Photo|FILE Clinix Healthcare Ltd Chief Executive officer Toddy Madahana (left) and chairman Jayesh Saini before the Parliamentary Committee investigating the NHIF scandal on May 15, 2012. 


          Anti-corruption campaigners have expressed fears that theft of public money may escalate as the country gears up for elections.
The raging corruption scandals in parastatals such as the National Social Security Fund (NSSF) and National Hospital Insurance Fund (NHIF) have rekindled fears that politicians in power may start looting public coffers ahead of the General Election.
Researchers say politicians spent over Sh4.8 billion in the 2007 campaigns, a quarter of which is believed to have come from government coffers.
The Centre for Democracy and Governance estimates that over Sh1 billion was raised through pyramid schemes. CDG researchers say they found evidence that some of the  money found its way to campaign kitties.

“For those incumbent in public office, additional income came from unpaid use of the provincial administration machinery, coercion to extort money from private businesses, use of state media and state corporation advertisements to propagate partisan information, use of government premises for party meetings, involving senior public officers in presidential campaign planning, use of government resources to produce material for campaigns and fuelling private vehicles using funds from government.

• [Dataset]
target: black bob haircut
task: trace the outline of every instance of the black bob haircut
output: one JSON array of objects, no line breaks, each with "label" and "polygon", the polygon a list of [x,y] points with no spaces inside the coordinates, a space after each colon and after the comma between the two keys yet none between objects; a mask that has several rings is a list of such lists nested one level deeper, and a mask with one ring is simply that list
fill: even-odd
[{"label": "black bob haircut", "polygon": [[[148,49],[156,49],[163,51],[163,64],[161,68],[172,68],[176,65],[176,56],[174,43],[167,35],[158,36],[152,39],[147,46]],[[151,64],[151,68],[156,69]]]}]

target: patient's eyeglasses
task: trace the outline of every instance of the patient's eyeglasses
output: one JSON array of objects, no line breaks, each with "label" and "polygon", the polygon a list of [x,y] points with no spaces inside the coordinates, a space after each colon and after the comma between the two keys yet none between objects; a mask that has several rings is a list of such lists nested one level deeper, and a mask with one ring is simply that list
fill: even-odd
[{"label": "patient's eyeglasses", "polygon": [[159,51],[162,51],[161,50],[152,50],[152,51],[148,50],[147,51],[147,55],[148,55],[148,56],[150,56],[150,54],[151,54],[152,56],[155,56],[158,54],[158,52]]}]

• [Brief 1]
In the article on campaign corruption, how much do researchers say politicians spent in the 2007 campaigns?
• [Brief 2]
Decide whether each statement agrees with the article on campaign corruption, and back each yes or no with the deciding words from it: (a) The Centre for Democracy and Governance estimates that over Sh1 billion was raised through pyramid schemes. (b) The photo shows the Clinix Healthcare officials before a committee investigating the NSSF scandal. (c) Half of the 2007 campaign spending is believed to have come from government coffers.
• [Brief 3]
Please pick up the article on campaign corruption after its last sentence and carry it on.

• [Final answer 1]
Over Sh4.8 billion.

• [Final answer 2]
(a) Yes: "estimates that over Sh1 billion was raised through pyramid schemes"
(b) No: "the Parliamentary Committee investigating the NHIF scandal"
(c) No: "a quarter of which is believed to have come from government coffers"

• [Final answer 3]
“These latter activities are estimated to have amounted to Sh500 million,” the researchers said of the 2007 elections.
According to an expenditure monitoring and income tracking survey conducted by the NGO, about Sh1 billion may have been spent in the use of state resources such as state media, vehicles and the Government Printer.
To unduly pressure 

Former Cabinent minister Mukhisa Kituyi says he sees ominous signs of theft of public money. Dr Kituyi says he was once approached by a certain individual when he was in Cabinet in 2007 and asked to unduly pressure French cement maker Lafarge out of East African Portland Cement. (READ: State must come clean on its pressure on Lafarge)   
Lafarge holds a large stake in Portland, a state corporation, and the threat was supposed to “make them talk” – couched language for issuing a bribe in order to be left alone.
Dr Kituyi is now warning that the same forces are on the loose with the same intentions and, again, in an election year.
“I feel a sense of déjà vu. The latest posturing comes at a time when questionable deals at NHIF, bulk petroleum importation, the possible sale of New KCC are raising the spectre of raiding public coffers for campaign funds,” Dr Kituyi says. “All prefects and whistle blowers should now get on heightened alert.”
Anti-corruption crusader Mwalimu Mati says there is a connection between scandals and an election year. “There is no doubt. All those incidents are related because of politics based on vote buying.
“The incumbent want to buy their way back into power. During election years, we have discovered that accounts of government go into shambles. There’s definitely a connection,” Mr Mati said.
“If Kenyans were to vote with their heads and not their stomachs, it would be different. If you sell your vote, you sell your government. If we had the moral fibre, it would be different.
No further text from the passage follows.